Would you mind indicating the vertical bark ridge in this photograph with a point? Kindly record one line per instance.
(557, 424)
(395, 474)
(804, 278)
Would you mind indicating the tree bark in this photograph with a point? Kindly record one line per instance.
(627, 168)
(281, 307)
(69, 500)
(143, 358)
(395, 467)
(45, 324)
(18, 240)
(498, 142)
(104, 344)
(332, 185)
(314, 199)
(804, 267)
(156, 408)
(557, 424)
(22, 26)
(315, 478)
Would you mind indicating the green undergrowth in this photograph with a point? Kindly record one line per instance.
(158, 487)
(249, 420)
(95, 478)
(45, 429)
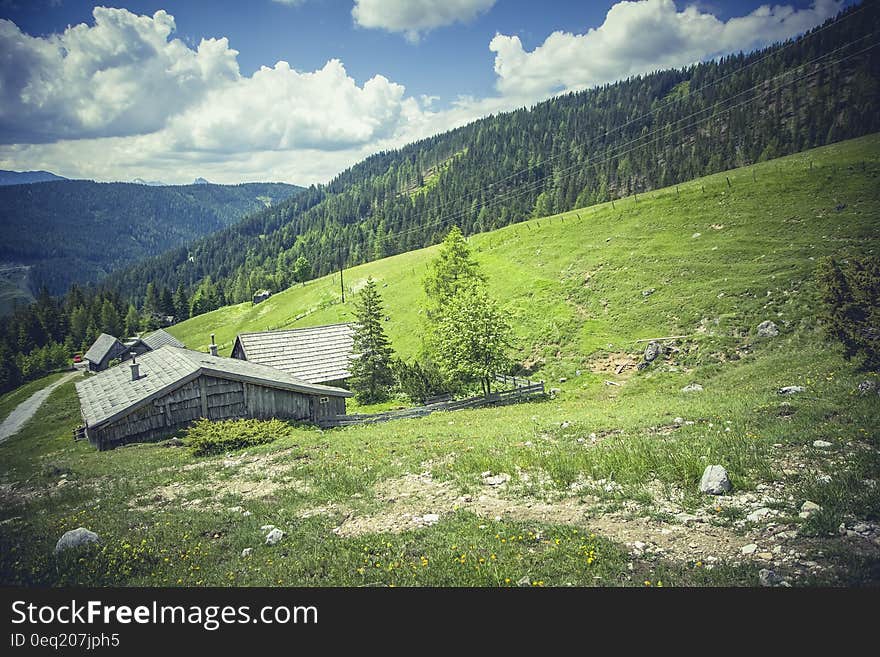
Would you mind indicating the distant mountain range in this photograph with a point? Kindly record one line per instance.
(77, 231)
(27, 177)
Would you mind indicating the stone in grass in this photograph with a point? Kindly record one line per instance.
(76, 538)
(808, 508)
(715, 480)
(767, 329)
(274, 536)
(495, 480)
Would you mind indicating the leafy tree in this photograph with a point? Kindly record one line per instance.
(181, 304)
(371, 375)
(472, 337)
(850, 291)
(452, 269)
(110, 322)
(302, 270)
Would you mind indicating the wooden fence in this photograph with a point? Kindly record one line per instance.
(520, 390)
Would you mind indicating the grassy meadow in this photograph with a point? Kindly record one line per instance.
(595, 486)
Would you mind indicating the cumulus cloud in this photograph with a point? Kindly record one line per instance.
(415, 17)
(119, 76)
(638, 37)
(281, 109)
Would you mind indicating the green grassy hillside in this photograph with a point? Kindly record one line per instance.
(720, 258)
(596, 486)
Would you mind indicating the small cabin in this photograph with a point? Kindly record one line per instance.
(318, 354)
(105, 349)
(163, 391)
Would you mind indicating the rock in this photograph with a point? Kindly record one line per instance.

**WHAT THE TASK REQUIRES**
Beginning with the line that contains "Would you mind indicating the distant", return every line through the end of the data above, exactly as written.

**TASK OUTPUT**
Would you mind indicating the distant mountain range in this photograph with a point? Kindly record one line per instance.
(77, 231)
(27, 177)
Would you mind indicating the stone in grass in this photograph with a point? Kindly record one line per instance.
(76, 538)
(808, 508)
(715, 480)
(767, 329)
(274, 536)
(495, 480)
Would you mind indicating the leafy tree in this photograph with a point? Kindly record one line per instance.
(181, 304)
(371, 375)
(472, 337)
(850, 291)
(452, 269)
(110, 322)
(302, 270)
Would you mind indicating the wooden fence in this photograph with a point? Kindly record one line per instance.
(520, 390)
Would you mind indicating the grassy meadow in this photograph with a point? Kindly record one line per instance.
(595, 486)
Would you mind indicating the cumulus cloud in this photograph with a point? Kindly record one line per instance.
(415, 17)
(119, 76)
(638, 37)
(281, 109)
Would you mind indicating the green grassy hillside in this photograph with a point? Kindly record one line per instance.
(720, 258)
(596, 486)
Would you mind indicating the small cabin in this photograph with a point? Kindly record one line per instance.
(318, 354)
(105, 349)
(163, 391)
Would you mind indicating the rock in this photograph with a point? Kindly record one line per instance.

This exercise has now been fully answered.